Two killed in Iraqi oil terminal blasts

Two members of the US-led occupation forces have been killed after an offshore oil export terminal in Basra off southern Iraq came under three coordinated boat attacks. 

The Basra offshore oil terminal was not damaged

A spokeswoman for the US navy’s Bahrain-based Fifth Fleet said five other occupation personnel were also wounded in the blasts that appeared to be coordinated human-bomb attacks.

A British Defence Ministry spokeswoman said the attacks on Saturday evening failed to damage the oil terminal.

Explosions

Two of the attacking boats exploded alongside a ship anchored at the terminal about 10km offshore.

The third boat was intercepted as it approached an exclusion zone around the terminal and there was an explosion soon after occupation personnel boarded it to check.

Officials at Iraq’s Southern Oil Company said the Basra terminal had been shut down.

“All workers were evacuated from the Basra teriminal. We are concerned about the possibility of more attacks,” an official said.

▶ **Exercise instructions**
Continue the news report on the Basra oil terminal attacks from where it stops.

▶ **Record extracts**

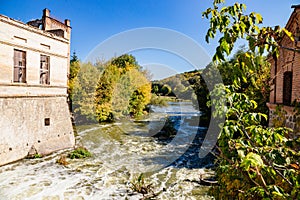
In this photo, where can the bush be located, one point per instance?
(79, 152)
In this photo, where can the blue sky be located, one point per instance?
(94, 21)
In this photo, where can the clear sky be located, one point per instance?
(94, 21)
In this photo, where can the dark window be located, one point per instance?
(19, 66)
(45, 70)
(47, 121)
(287, 88)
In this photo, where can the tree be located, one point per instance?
(253, 162)
(83, 93)
(74, 69)
(122, 89)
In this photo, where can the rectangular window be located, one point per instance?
(45, 70)
(287, 87)
(19, 66)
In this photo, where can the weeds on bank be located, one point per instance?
(138, 185)
(79, 152)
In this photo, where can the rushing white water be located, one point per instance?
(121, 151)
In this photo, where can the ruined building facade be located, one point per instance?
(285, 77)
(34, 68)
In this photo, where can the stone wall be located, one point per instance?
(35, 117)
(285, 116)
(40, 123)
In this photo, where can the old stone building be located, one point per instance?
(34, 67)
(285, 76)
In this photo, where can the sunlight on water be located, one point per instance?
(120, 152)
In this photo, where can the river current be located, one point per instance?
(121, 151)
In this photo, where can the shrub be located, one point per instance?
(79, 152)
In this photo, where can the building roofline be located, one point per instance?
(27, 27)
(295, 6)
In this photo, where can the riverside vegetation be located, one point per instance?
(252, 161)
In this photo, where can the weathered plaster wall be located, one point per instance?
(22, 125)
(25, 108)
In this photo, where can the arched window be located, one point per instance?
(287, 87)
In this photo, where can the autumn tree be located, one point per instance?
(254, 162)
(122, 89)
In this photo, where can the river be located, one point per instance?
(121, 151)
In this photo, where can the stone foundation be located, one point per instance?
(33, 125)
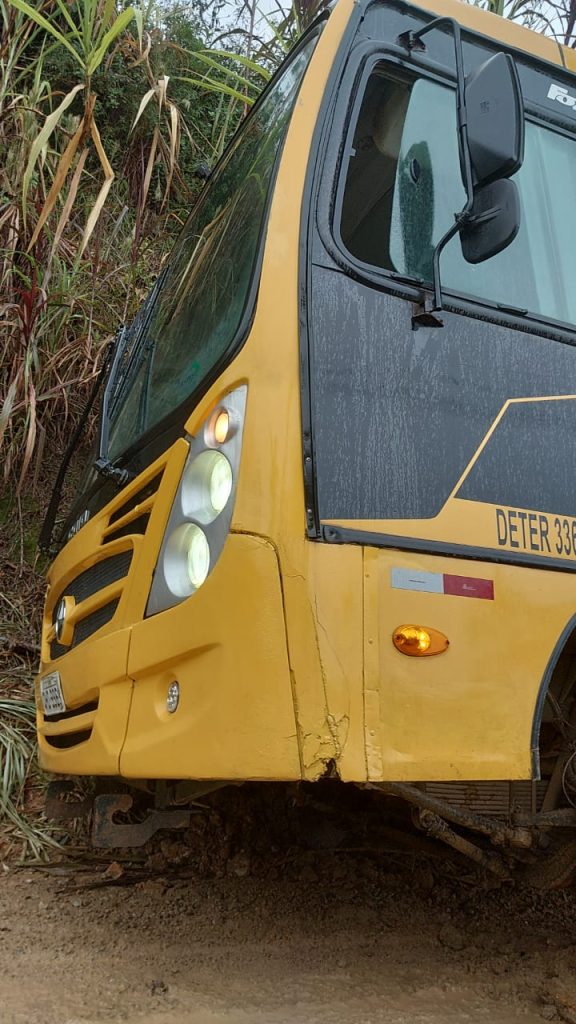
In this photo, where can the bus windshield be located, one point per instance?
(195, 312)
(403, 186)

▶ **Exercise answer**
It was the first known maritime attack on Iraqi oil facilities since the March 2003 US-led invasion of Iraq.

Attacks

Resistance fighters have been attacking pipelines in the north and south of Iraq, at times disrupting the export of oil.

Advertisement

The attack appeared to resemble a 12 October 2000 attack on the USS Cole off Yemen, in which an explosives-laden boat rammed the destroyer, killing 17 American sailors.

Also, on 6 October 2002, a boat rammed a French oil tanker off the coast of Yemen and exploded, killing one crewman.

Both those attacks were blamed on al-Qaida.
 
The oil attacks came three days after near simultaneous car bombings in the southern Iraqi city of Basra, 50km from Umm Qasr, that killed 74 people.